Requirements:
1. In the text about the clay artist Harrison, rewrite the paragraph beginning "Honestly I had been aware" in fewer words, keeping its main facts.
2. Decide whether each statement agrees with the text about the clay artist Harrison. Answer yes or no for each, quoting the words of the text that settle it.
(a) Harrison was not allowed into the ceramics studio at school.
(b) The video of Harrison explaining his process is ten minutes long.
(c) Napalm Death is described as a punk band.
3. Pick up the text about the clay artist Harrison from its last sentence and continue it.

Text provided:
* * * * *
An English clay artists who works a great deal in performance, Harrison was banned from the ceramics studio in school and so was forced to think in unconventional ways.  This has led to an incredible approach that is as much about electronics and sense experience as it is clay.  Here is a 5 minute video with Harrison explaining his evolution and process for himself.

http://slowcoast.co.uk/soundslides/soundslide.php?id=92

Honestly I had been aware of this artist for a while but had never really considered looking more deeply until c-file did a web article on one of his latest pieces titled Bustleholme.  In this work, Harrison collaborates with the grindcore band Napalm Death in an attempt to destroy tile and speaker effigies of english apartment blocks through sound.
* * * * *
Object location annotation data
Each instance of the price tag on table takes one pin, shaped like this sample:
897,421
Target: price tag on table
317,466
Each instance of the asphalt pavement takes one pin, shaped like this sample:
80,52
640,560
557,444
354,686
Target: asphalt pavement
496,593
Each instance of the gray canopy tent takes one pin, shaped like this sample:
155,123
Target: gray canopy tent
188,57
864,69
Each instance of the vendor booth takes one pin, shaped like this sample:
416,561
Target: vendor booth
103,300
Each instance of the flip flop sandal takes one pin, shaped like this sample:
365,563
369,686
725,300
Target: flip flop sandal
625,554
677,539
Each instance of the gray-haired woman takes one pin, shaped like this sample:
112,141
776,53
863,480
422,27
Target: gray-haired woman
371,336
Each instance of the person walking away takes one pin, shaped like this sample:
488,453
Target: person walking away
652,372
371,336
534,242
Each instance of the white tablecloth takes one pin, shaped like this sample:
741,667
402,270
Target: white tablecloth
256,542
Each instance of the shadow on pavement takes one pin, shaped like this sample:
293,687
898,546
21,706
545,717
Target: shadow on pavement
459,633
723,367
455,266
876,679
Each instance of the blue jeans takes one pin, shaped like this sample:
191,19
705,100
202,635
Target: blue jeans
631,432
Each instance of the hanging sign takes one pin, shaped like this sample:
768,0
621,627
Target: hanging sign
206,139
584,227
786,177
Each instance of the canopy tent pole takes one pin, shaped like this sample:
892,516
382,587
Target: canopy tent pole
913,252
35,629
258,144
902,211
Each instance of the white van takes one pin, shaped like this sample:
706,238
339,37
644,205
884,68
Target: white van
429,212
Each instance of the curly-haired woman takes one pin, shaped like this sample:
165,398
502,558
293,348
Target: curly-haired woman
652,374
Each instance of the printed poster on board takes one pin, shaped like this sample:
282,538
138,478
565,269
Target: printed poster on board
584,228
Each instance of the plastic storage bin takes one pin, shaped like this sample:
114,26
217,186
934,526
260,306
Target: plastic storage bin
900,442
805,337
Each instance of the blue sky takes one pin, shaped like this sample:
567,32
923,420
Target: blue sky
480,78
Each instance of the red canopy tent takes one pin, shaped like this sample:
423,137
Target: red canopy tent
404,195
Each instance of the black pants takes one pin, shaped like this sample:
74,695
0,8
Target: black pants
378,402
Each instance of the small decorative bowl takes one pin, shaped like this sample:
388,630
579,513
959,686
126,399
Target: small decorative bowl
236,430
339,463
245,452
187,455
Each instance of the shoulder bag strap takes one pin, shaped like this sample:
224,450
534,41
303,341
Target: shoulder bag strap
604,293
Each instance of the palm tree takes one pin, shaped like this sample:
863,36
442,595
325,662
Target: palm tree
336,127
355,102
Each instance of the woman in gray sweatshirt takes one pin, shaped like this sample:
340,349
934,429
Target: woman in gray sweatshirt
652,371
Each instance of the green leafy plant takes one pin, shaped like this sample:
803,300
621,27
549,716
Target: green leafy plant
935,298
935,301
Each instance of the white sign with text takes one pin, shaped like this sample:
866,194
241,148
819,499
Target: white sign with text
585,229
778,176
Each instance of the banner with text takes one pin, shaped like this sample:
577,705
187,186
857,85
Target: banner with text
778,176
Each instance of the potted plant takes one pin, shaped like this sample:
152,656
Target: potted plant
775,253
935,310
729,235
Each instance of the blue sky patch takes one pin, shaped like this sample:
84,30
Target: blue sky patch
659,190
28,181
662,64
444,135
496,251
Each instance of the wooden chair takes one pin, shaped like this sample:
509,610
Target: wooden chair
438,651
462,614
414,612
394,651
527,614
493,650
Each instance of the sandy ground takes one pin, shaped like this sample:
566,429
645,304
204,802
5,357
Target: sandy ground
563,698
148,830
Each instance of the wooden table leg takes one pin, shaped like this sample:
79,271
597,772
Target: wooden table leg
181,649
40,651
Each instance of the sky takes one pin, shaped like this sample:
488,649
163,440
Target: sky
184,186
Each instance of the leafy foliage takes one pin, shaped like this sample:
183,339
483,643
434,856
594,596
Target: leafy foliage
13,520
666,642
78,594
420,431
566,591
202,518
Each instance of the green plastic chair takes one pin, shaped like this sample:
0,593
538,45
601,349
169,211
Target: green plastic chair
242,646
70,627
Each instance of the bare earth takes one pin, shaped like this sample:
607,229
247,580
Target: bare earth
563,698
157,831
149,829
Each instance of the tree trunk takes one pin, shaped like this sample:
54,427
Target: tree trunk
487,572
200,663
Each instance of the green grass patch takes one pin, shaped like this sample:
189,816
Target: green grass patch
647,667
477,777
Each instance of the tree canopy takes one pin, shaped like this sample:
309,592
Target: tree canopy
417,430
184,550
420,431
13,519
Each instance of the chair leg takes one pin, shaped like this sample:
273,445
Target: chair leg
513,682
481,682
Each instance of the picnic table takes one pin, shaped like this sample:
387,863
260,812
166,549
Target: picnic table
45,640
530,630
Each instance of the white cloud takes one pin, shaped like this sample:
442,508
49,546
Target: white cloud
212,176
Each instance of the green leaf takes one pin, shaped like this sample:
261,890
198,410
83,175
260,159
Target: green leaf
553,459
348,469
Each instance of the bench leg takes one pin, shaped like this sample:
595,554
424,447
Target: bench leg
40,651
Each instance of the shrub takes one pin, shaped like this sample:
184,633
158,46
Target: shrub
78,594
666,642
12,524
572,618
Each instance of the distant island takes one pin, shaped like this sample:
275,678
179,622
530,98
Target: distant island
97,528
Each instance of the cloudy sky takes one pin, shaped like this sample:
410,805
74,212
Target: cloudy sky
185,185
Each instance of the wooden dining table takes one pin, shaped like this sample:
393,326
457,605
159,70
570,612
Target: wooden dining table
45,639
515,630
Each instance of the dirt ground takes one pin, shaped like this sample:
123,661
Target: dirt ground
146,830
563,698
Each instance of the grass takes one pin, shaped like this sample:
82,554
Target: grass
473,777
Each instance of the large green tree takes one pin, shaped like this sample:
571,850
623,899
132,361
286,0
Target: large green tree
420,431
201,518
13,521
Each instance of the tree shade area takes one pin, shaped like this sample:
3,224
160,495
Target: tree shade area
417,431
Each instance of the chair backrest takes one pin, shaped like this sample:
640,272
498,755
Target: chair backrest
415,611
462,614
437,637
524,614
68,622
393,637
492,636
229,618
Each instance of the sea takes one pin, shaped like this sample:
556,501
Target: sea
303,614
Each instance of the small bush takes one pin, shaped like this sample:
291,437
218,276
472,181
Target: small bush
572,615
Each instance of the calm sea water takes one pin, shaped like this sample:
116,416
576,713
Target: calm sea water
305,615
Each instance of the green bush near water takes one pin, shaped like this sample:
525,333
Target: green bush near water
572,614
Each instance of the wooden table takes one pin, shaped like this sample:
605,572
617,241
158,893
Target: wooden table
* * * * *
Task-by-task results:
1. The writer had known of Harrison for some time but only looked closer after c-file published a web article on his recent piece, Bustleholme. In that work, Harrison teams up with the grindcore band Napalm Death to try to destroy tile and speaker effigies of English apartment blocks through sound.

2.
(a) Yes: "Harrison was banned from the ceramics studio in school"
(b) No: "Here is a 5 minute video"
(c) No: "the grindcore band Napalm Death"

3.
Art | Ceramist Keith Harrison and Napalm Death Blast Bustleholme

Bustleholme: An exclusive video of Napalm Death’s collaboration with ceramicist Keith Harrison

Neither the music nor the esthetic of the brightly colored commercial tiles are at all what I would normally respond to, but in combination they create that magic third element that goes beyond what each might be on their own.  The lack of destruction might be seen as a sort of failure but really that seems beside the point.  The genius of the work is in the moments of its living, including the music crazed man tearing at it during the show.  The work seems to invite that sort of act, being placed not in a gallery setting but in a metal concert, honestly its my favorite part of the video.  And in fact Harrison himself seems to invite it in a previous performance titled Moon.  This is a two-minute video and completely worth the watch.

Keith Harrison

For more information on this artist here is his page from his residency at the Victoria and Albert Museum.  I personally love the intellectual rigor he brings to this fierce and strange work.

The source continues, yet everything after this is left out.